__What to do__: Output every entry exactly as written, but omit the pictures.

-------- Dataset records

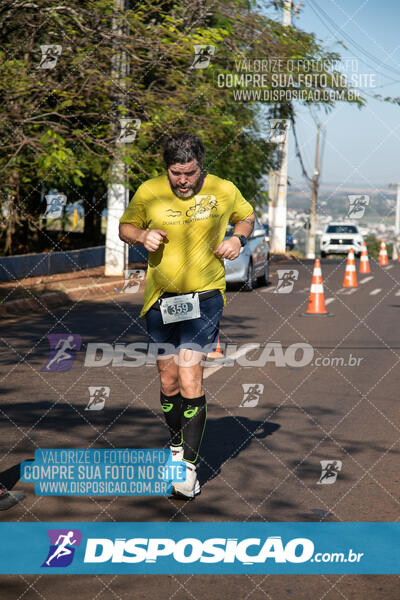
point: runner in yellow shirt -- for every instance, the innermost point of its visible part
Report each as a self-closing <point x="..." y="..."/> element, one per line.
<point x="181" y="219"/>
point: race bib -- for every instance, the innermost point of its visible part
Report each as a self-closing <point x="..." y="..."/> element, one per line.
<point x="180" y="308"/>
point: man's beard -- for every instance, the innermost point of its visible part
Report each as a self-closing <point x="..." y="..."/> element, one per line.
<point x="191" y="190"/>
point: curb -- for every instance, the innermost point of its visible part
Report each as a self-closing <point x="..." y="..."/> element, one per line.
<point x="43" y="302"/>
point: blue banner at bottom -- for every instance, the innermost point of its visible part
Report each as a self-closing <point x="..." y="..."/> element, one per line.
<point x="199" y="548"/>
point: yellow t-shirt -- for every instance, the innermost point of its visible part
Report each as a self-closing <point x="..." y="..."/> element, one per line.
<point x="185" y="261"/>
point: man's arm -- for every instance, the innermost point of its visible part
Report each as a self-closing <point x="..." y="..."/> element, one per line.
<point x="244" y="227"/>
<point x="134" y="236"/>
<point x="230" y="248"/>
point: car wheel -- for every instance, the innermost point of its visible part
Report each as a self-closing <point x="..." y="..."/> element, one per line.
<point x="263" y="279"/>
<point x="249" y="283"/>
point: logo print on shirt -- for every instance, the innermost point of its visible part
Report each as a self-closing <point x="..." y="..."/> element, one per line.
<point x="204" y="204"/>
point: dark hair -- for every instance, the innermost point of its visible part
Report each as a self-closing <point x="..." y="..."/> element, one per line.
<point x="183" y="148"/>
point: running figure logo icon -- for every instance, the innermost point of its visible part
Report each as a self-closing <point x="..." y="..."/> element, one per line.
<point x="62" y="547"/>
<point x="133" y="277"/>
<point x="251" y="394"/>
<point x="357" y="206"/>
<point x="278" y="130"/>
<point x="202" y="56"/>
<point x="329" y="471"/>
<point x="204" y="204"/>
<point x="62" y="349"/>
<point x="286" y="277"/>
<point x="50" y="54"/>
<point x="55" y="204"/>
<point x="98" y="396"/>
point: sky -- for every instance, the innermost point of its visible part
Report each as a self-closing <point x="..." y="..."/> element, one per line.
<point x="362" y="146"/>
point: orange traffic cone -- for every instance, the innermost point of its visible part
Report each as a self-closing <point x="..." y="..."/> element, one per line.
<point x="218" y="353"/>
<point x="350" y="277"/>
<point x="364" y="262"/>
<point x="316" y="301"/>
<point x="383" y="259"/>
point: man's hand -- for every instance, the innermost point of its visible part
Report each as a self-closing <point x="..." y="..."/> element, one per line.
<point x="153" y="238"/>
<point x="229" y="248"/>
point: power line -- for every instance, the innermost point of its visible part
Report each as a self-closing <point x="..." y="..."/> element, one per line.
<point x="319" y="11"/>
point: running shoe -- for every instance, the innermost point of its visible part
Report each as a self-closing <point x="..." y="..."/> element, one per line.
<point x="190" y="487"/>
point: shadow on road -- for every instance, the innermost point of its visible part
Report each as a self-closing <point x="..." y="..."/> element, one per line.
<point x="225" y="439"/>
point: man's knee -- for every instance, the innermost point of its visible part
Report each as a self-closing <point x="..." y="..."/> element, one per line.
<point x="190" y="382"/>
<point x="168" y="371"/>
<point x="169" y="384"/>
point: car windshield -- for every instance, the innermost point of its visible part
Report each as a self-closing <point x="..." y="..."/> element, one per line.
<point x="341" y="229"/>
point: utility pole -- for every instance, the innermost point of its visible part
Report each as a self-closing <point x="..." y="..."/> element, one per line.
<point x="117" y="193"/>
<point x="279" y="209"/>
<point x="314" y="200"/>
<point x="396" y="242"/>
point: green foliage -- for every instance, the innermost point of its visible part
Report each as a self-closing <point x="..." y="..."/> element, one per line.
<point x="59" y="126"/>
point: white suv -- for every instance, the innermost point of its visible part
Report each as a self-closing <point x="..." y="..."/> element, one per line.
<point x="339" y="237"/>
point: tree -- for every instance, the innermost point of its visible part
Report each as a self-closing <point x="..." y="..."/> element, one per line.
<point x="59" y="124"/>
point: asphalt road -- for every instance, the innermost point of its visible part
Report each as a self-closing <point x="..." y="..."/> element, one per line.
<point x="260" y="461"/>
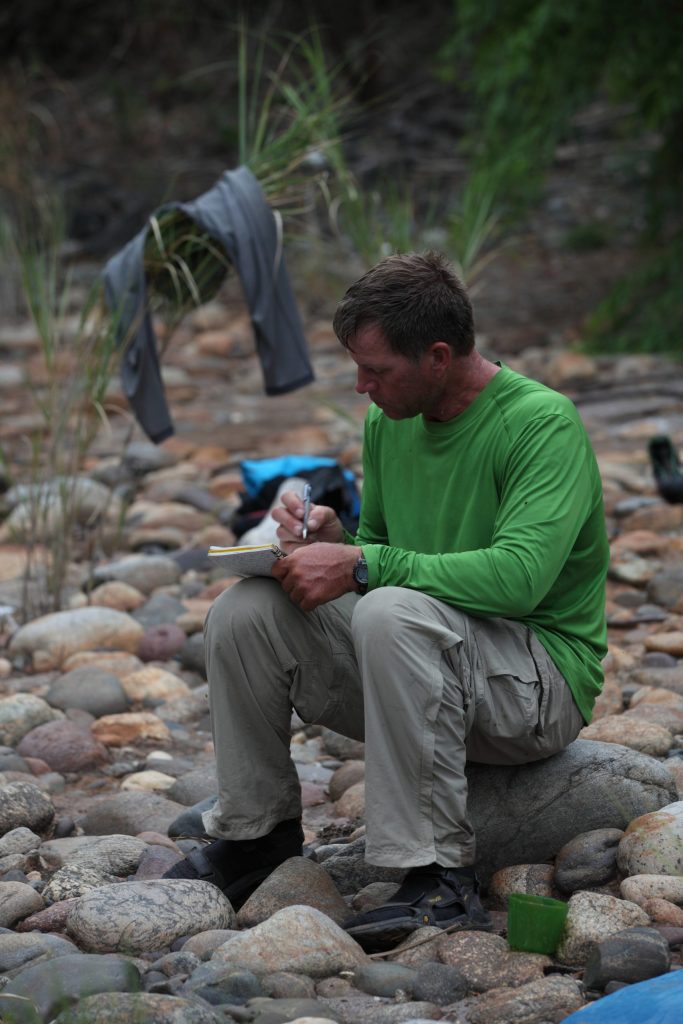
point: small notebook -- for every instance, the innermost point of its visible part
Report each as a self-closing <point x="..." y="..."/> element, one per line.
<point x="254" y="559"/>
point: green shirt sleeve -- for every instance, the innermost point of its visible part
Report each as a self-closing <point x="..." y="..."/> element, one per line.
<point x="545" y="492"/>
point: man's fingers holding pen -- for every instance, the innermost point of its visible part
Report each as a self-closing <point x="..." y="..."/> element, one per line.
<point x="323" y="521"/>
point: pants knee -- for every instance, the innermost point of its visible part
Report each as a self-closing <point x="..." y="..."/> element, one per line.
<point x="242" y="607"/>
<point x="380" y="614"/>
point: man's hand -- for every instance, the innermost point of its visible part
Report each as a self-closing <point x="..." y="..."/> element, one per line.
<point x="324" y="525"/>
<point x="312" y="574"/>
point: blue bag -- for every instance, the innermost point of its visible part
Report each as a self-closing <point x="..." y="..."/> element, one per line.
<point x="657" y="1000"/>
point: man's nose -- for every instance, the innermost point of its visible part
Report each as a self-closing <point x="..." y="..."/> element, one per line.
<point x="363" y="384"/>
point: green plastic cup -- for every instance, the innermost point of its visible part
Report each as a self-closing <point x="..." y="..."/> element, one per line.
<point x="535" y="923"/>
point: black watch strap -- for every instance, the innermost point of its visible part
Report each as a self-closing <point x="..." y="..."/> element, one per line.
<point x="360" y="574"/>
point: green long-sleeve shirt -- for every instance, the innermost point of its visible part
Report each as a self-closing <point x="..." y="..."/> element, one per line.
<point x="499" y="512"/>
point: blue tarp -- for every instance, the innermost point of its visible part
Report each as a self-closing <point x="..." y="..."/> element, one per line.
<point x="657" y="1000"/>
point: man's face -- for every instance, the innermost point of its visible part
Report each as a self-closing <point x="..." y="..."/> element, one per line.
<point x="399" y="386"/>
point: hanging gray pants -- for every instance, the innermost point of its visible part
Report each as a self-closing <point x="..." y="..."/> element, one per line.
<point x="426" y="685"/>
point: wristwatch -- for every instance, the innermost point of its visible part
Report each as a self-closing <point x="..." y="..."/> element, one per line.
<point x="360" y="574"/>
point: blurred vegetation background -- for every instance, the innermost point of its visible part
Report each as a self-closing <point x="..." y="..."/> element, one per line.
<point x="374" y="127"/>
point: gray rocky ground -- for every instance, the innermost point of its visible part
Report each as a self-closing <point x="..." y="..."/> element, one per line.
<point x="105" y="742"/>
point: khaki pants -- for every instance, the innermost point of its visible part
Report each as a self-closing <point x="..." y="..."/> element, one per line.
<point x="426" y="685"/>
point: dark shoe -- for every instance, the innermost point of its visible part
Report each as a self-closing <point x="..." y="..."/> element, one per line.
<point x="428" y="896"/>
<point x="239" y="866"/>
<point x="667" y="469"/>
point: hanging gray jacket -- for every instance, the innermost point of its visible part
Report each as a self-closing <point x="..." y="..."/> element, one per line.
<point x="236" y="214"/>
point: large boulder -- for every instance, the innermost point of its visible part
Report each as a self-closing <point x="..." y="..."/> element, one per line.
<point x="48" y="641"/>
<point x="525" y="814"/>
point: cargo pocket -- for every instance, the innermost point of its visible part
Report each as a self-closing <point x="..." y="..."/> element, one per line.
<point x="510" y="689"/>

----------------

__Expected answer__:
point: runner in yellow shirt -- for every instance, the innermost point of its visible part
Report each as a self-closing <point x="..." y="..."/> element, one per line.
<point x="181" y="219"/>
point: race bib -- for every instance, the innermost point of its visible part
Report each as a self-closing <point x="..." y="..."/> element, one per line.
<point x="180" y="308"/>
point: man's beard -- for every instance, the innermost point of its visible part
Report each as a self-closing <point x="..." y="..."/> element, one per line.
<point x="191" y="190"/>
point: curb -- for every instance, the innermost point of its visible part
Report each as a self-closing <point x="..." y="..."/> element, one per line.
<point x="43" y="302"/>
point: blue banner at bottom -- for every instance, the innermost point of its visible part
Report each as a self-closing <point x="..." y="..."/> element, one per line.
<point x="199" y="548"/>
point: yellow t-shirt -- for every instance, the innermost point of its visible part
Report each as a self-closing <point x="..." y="..."/> element, one per line.
<point x="185" y="261"/>
point: man's arm -- for every instance, the innermost point of its visible part
Report each as a self-closing <point x="..." y="..."/> element, one per line.
<point x="244" y="227"/>
<point x="134" y="236"/>
<point x="230" y="248"/>
point: car wheel -- for every instance, the innermost point of its visible part
Report each as a self-closing <point x="..." y="..."/> element, one per line.
<point x="263" y="279"/>
<point x="249" y="283"/>
point: logo print on shirt -- for every instance, the innermost point of its visible part
Report each as a self-closing <point x="..." y="..."/> element, one per line.
<point x="204" y="204"/>
point: dark hair -- for every instance, the innermost point of its visible part
Report each as a self-closing <point x="..." y="..."/> element, one per line.
<point x="183" y="148"/>
point: running figure logo icon -- for every instance, the innermost point of its visible part
Report each as a self-closing <point x="..." y="..."/> element, one per line.
<point x="62" y="547"/>
<point x="133" y="277"/>
<point x="251" y="394"/>
<point x="357" y="206"/>
<point x="278" y="130"/>
<point x="202" y="56"/>
<point x="329" y="471"/>
<point x="204" y="204"/>
<point x="62" y="349"/>
<point x="286" y="277"/>
<point x="50" y="54"/>
<point x="55" y="204"/>
<point x="98" y="396"/>
point: sky -- for every instance, the innermost point of its visible part
Report each as a self-closing <point x="..." y="..."/> element, one per line.
<point x="362" y="146"/>
point: orange traffic cone -- for every instance, the innermost point of its visible part
Report each as a self-closing <point x="..." y="..."/> element, one per line.
<point x="218" y="353"/>
<point x="350" y="277"/>
<point x="364" y="262"/>
<point x="316" y="301"/>
<point x="383" y="259"/>
point: man's hand -- for every instance, the innermost point of its visible part
Report each as a self-closing <point x="..." y="..."/> element, one per line.
<point x="153" y="238"/>
<point x="229" y="248"/>
point: power line -- for every instance, the innermost point of its visible part
Report each as a self-closing <point x="..." y="..."/> element, one per line.
<point x="319" y="11"/>
point: running shoe -- for every instance, the innermost point of its visible part
Report each as a self-closing <point x="..." y="..."/> element, one per line.
<point x="190" y="487"/>
point: shadow on road -- for every instance, the innermost point of its visible part
Report each as a self-closing <point x="..." y="..."/> element, one per line.
<point x="225" y="439"/>
point: man's knee -- for every instance, the innermost point of its visible part
Report each as a self-closing <point x="..." y="..."/> element, one per line.
<point x="190" y="382"/>
<point x="168" y="371"/>
<point x="169" y="384"/>
point: car windshield -- for every instance, the innermost point of its visible part
Report each as a self-closing <point x="..." y="..."/> element, one per line.
<point x="341" y="229"/>
point: utility pole -- for every instance, the innermost point of its visible part
Report each as a self-closing <point x="..." y="..."/> element, one per line.
<point x="117" y="193"/>
<point x="279" y="209"/>
<point x="314" y="200"/>
<point x="396" y="242"/>
point: green foliage -- for every instance, the innermost point of its visible part
Report each as a self-closing <point x="..." y="..."/> element, one per line.
<point x="59" y="126"/>
point: white suv -- for every instance, the innermost point of its visible part
Report each as a self-closing <point x="..." y="..."/> element, one per line.
<point x="339" y="237"/>
point: tree -- for every instance, the innermost point of its visible part
Report each as a self-closing <point x="..." y="..."/> element, one per line.
<point x="59" y="124"/>
point: asphalt road -- for every instance, the innermost point of its visible part
Report each as a self-closing <point x="..." y="..."/> element, one per line.
<point x="260" y="461"/>
point: small notebook -- for every instance, the innermost point of its visible part
Report each as a self-closing <point x="..." y="..."/> element, one per line.
<point x="254" y="559"/>
point: green shirt sleeve -- for every instance, the innermost point of its visible part
Report each as a self-closing <point x="..." y="..."/> element, one per line.
<point x="545" y="492"/>
point: man's fingers holding pen -- for every instance, the innermost point of its visible part
Report each as a self-closing <point x="..." y="..."/> element, one per line.
<point x="323" y="521"/>
point: pants knee -- for every instance, the innermost point of its visible part
Report each as a self-closing <point x="..." y="..."/> element, one per line.
<point x="242" y="607"/>
<point x="380" y="614"/>
point: man's hand -- for every instance, the innermost point of its visible part
Report each as a self-closing <point x="..." y="..."/> element, one per line.
<point x="324" y="525"/>
<point x="312" y="574"/>
point: blue bag -- for every instance, the innermost point of its visible part
Report each as a self-closing <point x="..." y="..."/> element, one per line.
<point x="657" y="1000"/>
point: man's nose -- for every instance, the innermost point of its visible part
Report each as a self-closing <point x="..." y="..."/> element, one per line.
<point x="363" y="384"/>
point: green plastic cup -- for every instance, the innermost point of its visible part
Report each as a self-closing <point x="..." y="..."/> element, one per line.
<point x="535" y="923"/>
point: black watch strap -- for every instance, the innermost point of its visible part
Report each as a self-closing <point x="..." y="..."/> element, one per line.
<point x="360" y="574"/>
point: green long-sleeve shirt -- for every instance, the innermost point of its visible part
Report each as a self-closing <point x="..." y="..."/> element, one per line.
<point x="499" y="512"/>
point: blue tarp -- for every instance, the innermost point of its visible part
Report each as a self-closing <point x="..." y="..."/> element, one per line.
<point x="657" y="1000"/>
point: man's face -- for every instance, the innermost point of its visible part
Report each as a self-closing <point x="..." y="..."/> element, one per line.
<point x="399" y="386"/>
point: hanging gray pants -- for every instance, the innermost point of its visible part
Report each as a self-closing <point x="..." y="..."/> element, one per line.
<point x="426" y="685"/>
point: wristwatch -- for every instance, the innermost point of its visible part
Report each as a self-closing <point x="..." y="..."/> element, one per line.
<point x="360" y="574"/>
point: blurred vegetation background -- for every instance, the innermost point of its visible part
Report each as a self-closing <point x="..." y="..."/> element, one per line.
<point x="374" y="127"/>
point: gray rocky ground -- for every instance, the innermost point of its visible part
Report each as a self-closing <point x="..." y="..."/> element, one per line.
<point x="105" y="742"/>
point: khaki pants -- for every instance, the innermost point of its visible part
Report each as a self-closing <point x="..." y="..."/> element, one per line.
<point x="426" y="685"/>
point: dark shoe -- for every instance, the innermost point of its visible part
Report each as a self-closing <point x="..." y="..."/> element, one per line.
<point x="428" y="896"/>
<point x="239" y="866"/>
<point x="667" y="469"/>
point: hanging gray jacket -- for every instance, the innermost point of its visible part
Report each as a self-closing <point x="..." y="..."/> element, one per line.
<point x="236" y="214"/>
point: large boulder -- for every instance, the innermost point of its visible part
Report each as a self-closing <point x="..." y="..."/> element, one per line.
<point x="48" y="641"/>
<point x="525" y="814"/>
point: cargo pocket -- for every instance, the innermost point of its visible part
Report each as a self-closing <point x="..." y="..."/> element, one per line.
<point x="510" y="689"/>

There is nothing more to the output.